What is the number of lines in the data that hold the string "segment"? Reply with that number only.

─── SOURCE MATERIAL ───

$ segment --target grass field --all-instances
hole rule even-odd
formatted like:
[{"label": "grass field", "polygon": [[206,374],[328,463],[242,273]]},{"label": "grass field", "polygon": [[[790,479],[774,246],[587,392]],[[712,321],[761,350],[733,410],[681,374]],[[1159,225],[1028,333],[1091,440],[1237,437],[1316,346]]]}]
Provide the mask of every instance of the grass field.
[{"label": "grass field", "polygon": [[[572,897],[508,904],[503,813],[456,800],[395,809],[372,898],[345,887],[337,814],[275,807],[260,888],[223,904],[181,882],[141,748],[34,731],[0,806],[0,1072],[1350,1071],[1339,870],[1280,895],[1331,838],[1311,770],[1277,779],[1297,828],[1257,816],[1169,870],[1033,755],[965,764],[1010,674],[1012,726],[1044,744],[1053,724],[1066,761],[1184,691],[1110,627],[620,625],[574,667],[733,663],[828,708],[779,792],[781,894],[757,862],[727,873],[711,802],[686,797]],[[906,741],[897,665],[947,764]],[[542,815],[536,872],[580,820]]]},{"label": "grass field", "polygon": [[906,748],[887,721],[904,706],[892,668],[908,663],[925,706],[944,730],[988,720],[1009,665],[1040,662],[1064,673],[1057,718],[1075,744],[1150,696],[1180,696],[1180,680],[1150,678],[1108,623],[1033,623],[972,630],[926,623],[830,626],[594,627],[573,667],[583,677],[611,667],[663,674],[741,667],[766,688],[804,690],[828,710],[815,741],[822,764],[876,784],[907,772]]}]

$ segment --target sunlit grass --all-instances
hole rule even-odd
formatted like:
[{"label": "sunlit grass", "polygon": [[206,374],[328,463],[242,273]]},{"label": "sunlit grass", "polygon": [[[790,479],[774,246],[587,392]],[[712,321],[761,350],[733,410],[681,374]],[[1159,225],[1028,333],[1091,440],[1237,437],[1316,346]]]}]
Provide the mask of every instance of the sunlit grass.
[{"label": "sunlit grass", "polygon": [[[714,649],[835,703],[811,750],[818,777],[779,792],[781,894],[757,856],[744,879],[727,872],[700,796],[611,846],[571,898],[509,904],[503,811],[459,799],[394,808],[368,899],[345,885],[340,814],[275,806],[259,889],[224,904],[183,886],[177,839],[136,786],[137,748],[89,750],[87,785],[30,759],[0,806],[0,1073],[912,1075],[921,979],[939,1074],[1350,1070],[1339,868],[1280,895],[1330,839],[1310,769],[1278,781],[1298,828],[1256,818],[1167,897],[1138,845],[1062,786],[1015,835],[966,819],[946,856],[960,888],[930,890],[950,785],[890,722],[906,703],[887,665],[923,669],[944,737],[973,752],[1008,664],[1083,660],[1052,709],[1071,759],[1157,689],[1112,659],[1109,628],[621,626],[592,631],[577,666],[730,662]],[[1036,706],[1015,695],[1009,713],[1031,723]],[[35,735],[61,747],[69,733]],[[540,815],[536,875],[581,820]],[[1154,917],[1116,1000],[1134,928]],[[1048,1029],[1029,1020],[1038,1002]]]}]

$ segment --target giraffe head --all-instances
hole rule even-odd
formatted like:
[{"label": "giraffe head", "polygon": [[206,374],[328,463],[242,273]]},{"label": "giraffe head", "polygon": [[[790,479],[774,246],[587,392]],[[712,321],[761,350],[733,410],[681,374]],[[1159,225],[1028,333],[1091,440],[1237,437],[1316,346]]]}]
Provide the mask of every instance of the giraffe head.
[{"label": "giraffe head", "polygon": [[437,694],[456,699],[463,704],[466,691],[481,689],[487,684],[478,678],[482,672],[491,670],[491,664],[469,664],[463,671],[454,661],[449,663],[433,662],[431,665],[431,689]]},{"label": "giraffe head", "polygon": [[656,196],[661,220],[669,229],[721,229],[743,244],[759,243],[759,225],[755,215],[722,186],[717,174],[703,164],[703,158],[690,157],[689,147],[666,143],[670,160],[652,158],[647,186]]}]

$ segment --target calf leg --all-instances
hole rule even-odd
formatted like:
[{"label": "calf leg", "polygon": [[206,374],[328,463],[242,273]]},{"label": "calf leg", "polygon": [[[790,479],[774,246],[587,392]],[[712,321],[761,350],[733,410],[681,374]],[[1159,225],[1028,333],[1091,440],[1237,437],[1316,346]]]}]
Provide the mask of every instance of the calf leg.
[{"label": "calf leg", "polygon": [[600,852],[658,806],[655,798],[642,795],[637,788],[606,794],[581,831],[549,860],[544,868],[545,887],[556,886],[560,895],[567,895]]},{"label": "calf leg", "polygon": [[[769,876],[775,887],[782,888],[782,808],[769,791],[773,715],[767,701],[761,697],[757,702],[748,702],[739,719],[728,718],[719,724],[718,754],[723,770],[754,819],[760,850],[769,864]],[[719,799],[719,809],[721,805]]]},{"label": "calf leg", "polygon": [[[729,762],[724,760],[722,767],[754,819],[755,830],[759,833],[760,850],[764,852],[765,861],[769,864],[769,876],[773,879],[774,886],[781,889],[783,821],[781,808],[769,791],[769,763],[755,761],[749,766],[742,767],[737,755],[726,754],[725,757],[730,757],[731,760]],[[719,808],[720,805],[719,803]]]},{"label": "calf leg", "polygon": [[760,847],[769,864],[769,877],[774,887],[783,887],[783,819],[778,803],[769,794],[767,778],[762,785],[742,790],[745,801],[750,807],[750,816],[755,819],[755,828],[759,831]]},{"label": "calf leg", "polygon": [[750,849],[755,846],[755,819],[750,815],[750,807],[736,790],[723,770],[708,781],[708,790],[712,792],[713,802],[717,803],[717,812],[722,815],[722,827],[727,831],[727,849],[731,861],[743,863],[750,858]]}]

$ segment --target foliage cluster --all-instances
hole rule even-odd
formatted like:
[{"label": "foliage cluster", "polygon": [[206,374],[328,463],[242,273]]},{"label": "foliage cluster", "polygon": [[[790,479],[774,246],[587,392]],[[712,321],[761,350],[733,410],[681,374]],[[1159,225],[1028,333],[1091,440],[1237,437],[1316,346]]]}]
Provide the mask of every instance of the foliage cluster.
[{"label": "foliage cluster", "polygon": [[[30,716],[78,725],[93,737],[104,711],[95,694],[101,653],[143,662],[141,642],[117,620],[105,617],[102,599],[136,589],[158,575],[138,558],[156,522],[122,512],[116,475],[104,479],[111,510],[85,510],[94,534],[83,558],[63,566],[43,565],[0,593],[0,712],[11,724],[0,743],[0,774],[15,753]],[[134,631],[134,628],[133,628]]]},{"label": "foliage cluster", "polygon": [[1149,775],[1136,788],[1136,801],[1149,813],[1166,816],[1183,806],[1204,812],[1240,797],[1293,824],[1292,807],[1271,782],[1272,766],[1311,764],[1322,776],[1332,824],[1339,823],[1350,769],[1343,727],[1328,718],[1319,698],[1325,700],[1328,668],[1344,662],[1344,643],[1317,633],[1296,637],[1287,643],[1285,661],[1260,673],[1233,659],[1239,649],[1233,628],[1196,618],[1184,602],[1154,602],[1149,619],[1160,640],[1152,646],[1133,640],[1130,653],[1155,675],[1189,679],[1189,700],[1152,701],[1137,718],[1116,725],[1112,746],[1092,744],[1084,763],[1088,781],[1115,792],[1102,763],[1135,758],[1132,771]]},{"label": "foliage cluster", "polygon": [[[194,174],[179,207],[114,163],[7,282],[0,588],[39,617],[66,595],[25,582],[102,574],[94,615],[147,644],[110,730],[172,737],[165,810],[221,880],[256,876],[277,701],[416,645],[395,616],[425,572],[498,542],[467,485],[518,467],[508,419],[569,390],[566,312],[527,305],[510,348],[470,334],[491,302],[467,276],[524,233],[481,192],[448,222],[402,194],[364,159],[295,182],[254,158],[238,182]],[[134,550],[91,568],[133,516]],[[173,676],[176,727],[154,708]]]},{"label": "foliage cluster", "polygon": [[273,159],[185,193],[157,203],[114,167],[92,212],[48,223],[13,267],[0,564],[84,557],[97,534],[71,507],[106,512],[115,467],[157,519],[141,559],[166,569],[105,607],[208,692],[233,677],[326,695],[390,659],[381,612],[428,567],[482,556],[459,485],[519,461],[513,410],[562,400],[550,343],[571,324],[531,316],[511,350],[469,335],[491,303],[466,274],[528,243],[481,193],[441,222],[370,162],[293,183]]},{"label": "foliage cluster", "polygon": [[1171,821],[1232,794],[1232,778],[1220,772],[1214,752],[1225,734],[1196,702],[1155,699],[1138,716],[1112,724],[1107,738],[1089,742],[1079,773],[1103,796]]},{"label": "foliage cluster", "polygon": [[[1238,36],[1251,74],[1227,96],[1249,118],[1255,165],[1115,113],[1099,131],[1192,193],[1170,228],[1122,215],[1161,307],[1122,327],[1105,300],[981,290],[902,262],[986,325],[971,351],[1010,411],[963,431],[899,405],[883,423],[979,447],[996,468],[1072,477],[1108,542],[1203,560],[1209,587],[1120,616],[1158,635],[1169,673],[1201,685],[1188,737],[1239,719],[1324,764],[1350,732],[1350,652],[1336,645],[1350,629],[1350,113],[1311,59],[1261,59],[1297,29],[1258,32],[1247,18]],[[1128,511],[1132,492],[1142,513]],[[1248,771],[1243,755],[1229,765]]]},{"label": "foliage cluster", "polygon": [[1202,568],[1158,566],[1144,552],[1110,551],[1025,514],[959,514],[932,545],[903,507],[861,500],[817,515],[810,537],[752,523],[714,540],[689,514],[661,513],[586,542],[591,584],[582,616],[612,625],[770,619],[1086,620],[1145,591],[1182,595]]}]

───

◆ **EXPECTED ANSWER**
5